╭─ Document passage

Chinese Time — More New Ghosts, Same Old Dreams

Xi Jinping’s Empire of Tedium

Chapter XXIII, Part I

新鬼舊夢

 

The theme of ‘Chinese Time’, a two-part chapter in Xi Jinping’s Empire of Tedium published on the first two days of 2023, is the tension between forgetfulness and memory.

The year 2022 has ended in a confounding welter of protest, widespread illness and unaccounted for deaths resulting from erratic government policy. The mayhem of a system that is both aloof and intrusive brings to mind other periods of harsh politics, individual valour and murder that have been a feature of China’s modern history.

In 1933, Lu Xun composed an essay to commemorate five young writers who had been executed in secret by the Nationalist government two years earlier, in February 1931. ‘Written for the Sake of Forgetting’ 為了忘卻的紀念 remains one of his most famous works. Lu Xun included a poem he had composed in 1931 in his essay. One line of the poem read:

I can but stand by, looking on as friends become new ghosts
I seek an angry poem from among the swords

忍看朋輩成新鬼,怒向刀叢覓小詩。

Some sixty years later, Lu Xun’s poem, and the essay in which it had subsequently appeared, inspired the title New Ghosts, Old Dreams: Chinese Rebel Voices, a book produced in response to the tumult of 1989. In late 2022, Zhang Lifan (章立凡, 1950-), an independent historian and writer based in Beijing, published a poem online on the ‘Blank Paper Rebellion’ of November that year. He modeled his doggerel verse on Lu Xun’s poem.

Zhang’s poem provided the inspiration for this chapter of Xi Jinping’s Empire of Tedium.

***

‘新鬼舊夢’ in the hand of Huang Miaozi 黃苗子, written for New Ghosts, Old Dreams

The book title New Ghosts, Old Dreams contains a double reference:

In early June 1989, at least a thousand (and possibly many more) ‘new ghosts’ were created when the Chinese government brutally crushed the peaceful student-led Protest Movement of that spring and began a political purge on a scale not seen in China since the Cultural Revolution (1966-1976).

╰─
╭─ Information provided

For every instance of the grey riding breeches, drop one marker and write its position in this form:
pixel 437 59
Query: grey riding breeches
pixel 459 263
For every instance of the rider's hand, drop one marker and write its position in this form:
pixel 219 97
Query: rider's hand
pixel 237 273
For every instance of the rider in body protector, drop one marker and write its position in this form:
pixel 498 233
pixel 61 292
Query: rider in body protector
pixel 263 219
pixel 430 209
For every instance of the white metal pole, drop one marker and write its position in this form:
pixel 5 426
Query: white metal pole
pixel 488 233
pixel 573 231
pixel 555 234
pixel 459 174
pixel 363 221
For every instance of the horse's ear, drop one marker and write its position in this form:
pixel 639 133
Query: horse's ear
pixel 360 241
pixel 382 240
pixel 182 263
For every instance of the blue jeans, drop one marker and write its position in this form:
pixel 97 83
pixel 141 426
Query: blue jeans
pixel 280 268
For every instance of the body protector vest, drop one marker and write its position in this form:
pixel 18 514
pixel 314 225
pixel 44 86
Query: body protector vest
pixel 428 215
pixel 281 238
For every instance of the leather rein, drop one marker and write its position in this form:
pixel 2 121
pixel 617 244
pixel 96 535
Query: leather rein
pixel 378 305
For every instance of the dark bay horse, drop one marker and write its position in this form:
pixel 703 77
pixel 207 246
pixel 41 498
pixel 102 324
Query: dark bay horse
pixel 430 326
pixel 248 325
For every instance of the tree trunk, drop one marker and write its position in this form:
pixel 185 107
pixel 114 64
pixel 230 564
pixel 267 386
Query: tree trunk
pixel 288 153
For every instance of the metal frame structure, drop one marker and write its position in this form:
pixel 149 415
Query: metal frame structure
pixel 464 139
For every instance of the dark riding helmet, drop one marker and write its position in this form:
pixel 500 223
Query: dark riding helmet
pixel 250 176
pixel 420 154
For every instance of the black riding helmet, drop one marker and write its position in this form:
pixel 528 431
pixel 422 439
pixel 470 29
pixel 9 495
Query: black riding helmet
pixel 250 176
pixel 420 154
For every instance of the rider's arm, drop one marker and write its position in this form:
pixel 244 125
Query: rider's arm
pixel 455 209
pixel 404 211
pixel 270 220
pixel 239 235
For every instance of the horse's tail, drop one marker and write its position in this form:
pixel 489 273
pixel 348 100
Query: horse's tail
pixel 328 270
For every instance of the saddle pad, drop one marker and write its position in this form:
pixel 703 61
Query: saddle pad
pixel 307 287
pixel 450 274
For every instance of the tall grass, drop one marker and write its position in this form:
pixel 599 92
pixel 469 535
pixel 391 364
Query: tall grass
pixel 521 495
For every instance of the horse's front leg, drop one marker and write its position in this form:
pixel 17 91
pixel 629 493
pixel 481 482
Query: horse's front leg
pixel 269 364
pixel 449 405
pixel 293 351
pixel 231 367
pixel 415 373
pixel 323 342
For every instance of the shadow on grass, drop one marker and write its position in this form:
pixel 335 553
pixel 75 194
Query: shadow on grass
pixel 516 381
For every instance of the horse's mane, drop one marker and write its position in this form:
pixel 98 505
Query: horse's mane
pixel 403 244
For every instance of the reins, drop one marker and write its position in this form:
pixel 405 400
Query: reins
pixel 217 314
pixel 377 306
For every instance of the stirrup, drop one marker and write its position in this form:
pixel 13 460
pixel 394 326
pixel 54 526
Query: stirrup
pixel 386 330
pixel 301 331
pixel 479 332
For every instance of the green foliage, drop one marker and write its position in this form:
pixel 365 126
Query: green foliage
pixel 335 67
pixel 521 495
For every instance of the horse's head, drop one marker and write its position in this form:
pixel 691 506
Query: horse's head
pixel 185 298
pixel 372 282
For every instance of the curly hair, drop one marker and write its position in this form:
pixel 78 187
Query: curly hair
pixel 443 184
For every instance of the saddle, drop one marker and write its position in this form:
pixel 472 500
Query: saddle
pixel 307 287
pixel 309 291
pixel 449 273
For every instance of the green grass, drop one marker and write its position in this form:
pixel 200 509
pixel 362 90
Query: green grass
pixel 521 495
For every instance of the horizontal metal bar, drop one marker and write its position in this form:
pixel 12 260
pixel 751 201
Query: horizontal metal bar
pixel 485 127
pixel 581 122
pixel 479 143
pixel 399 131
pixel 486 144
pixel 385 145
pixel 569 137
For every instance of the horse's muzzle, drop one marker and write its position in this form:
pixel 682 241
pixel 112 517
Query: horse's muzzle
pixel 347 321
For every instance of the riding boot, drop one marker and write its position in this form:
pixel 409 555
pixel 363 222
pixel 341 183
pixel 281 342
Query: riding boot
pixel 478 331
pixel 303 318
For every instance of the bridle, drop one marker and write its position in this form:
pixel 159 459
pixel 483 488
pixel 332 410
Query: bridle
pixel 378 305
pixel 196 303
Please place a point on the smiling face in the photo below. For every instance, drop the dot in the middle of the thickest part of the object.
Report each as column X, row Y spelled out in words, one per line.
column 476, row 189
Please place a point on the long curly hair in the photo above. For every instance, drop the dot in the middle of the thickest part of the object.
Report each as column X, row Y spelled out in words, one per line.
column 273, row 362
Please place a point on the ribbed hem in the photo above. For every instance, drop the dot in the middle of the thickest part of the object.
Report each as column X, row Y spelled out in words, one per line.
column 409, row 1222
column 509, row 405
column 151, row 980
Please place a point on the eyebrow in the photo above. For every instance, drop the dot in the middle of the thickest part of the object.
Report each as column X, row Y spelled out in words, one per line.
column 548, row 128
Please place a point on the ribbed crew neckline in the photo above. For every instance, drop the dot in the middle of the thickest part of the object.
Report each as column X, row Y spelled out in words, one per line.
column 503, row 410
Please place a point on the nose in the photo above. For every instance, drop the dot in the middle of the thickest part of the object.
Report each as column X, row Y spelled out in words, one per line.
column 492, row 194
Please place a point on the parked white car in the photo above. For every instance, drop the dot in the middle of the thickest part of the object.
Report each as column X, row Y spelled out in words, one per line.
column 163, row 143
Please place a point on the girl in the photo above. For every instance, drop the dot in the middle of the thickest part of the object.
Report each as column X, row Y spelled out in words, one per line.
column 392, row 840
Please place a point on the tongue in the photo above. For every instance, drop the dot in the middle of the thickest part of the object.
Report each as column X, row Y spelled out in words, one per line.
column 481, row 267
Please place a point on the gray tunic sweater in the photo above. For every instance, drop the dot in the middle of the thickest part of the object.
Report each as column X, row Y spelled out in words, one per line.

╰─

Reproduce, word for word, the stretch of the "Chinese Time" passage above from "The year 2022" through "忍看朋輩成新鬼,怒向刀叢覓小詩。".

The year 2022 has ended in a confounding welter of protest, widespread illness and unaccounted for deaths resulting from erratic government policy. The mayhem of a system that is both aloof and intrusive brings to mind other periods of harsh politics, individual valour and murder that have been a feature of China’s modern history.

In 1933, Lu Xun composed an essay to commemorate five young writers who had been executed in secret by the Nationalist government two years earlier, in February 1931. ‘Written for the Sake of Forgetting’ 為了忘卻的紀念 remains one of his most famous works. Lu Xun included a poem he had composed in 1931 in his essay. One line of the poem read:

I can but stand by, looking on as friends become new ghosts
I seek an angry poem from among the swords

忍看朋輩成新鬼,怒向刀叢覓小詩。